*WRITTEN REQUEST*: Extend the text on elliptic curve cryptography in payment networks, picking up after its final line.

Elliptic Curve Cryptography in Payment Networks

7 min read Chapter 2 of 21

Elliptic Curve Cryptography in Payment Networks

RSA has served payment systems for decades, but it’s hitting a wall. The key sizes required for adequate security keep growing: 1024-bit RSA was deprecated in 2013, 2048-bit is the current minimum, and post-quantum recommendations push toward 4096-bit or beyond. A 4096-bit RSA operation on a payment terminal’s embedded processor takes over 200ms — an eternity when the entire transaction must complete in under a second.

Elliptic Curve Cryptography (ECC) delivers equivalent security with dramatically smaller keys. A 256-bit ECC key provides the same security as a 3072-bit RSA key. This matters in payment contexts where keys are stored on constrained devices (chip cards, mobile secure elements) and operations must complete in milliseconds.

The Mathematics You Need (and Nothing More)

[A run of entries]
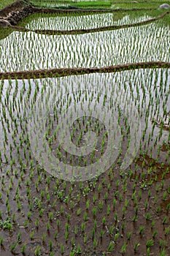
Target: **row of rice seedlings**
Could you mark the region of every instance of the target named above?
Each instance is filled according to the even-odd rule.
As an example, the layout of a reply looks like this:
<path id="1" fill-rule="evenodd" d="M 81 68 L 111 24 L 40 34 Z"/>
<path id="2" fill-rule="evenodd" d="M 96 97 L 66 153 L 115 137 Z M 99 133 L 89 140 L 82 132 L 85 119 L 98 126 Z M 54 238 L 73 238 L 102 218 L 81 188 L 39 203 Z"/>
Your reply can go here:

*ANSWER TO THE PROBLEM*:
An elliptic curve over a finite field $\mathbb{F}_p$ is the set of points $(x, y)$ satisfying:

$$y^2 \equiv x^3 + ax + b \pmod{p}$$

plus a special “point at infinity” $\mathcal{O}$ that serves as the identity element. The security of ECC rests on the Elliptic Curve Discrete Logarithm Problem (ECDLP): given points $G$ (generator) and $Q = kG$ (where $k$ is a scalar), finding $k$ is computationally infeasible for sufficiently large curves.

In payment systems, this translates directly:

  • Private key: a random integer $k$ in range $[1, n-1]$ where $n$ is the curve order
  • Public key: the point $Q = kG$
  • Signing: prove knowledge of $k$ without revealing it
  • Verification: confirm the signature was created by someone who knows $k$

secp256k1 vs P-256: A Tale of Two Curves

Two curves dominate payment cryptography, and they were chosen for very different reasons:

P-256 (secp256r1) — The Banking Standard

P-256 is specified by NIST in FIPS 186-4 and used throughout traditional finance:

  • EMV contactless (newer specifications)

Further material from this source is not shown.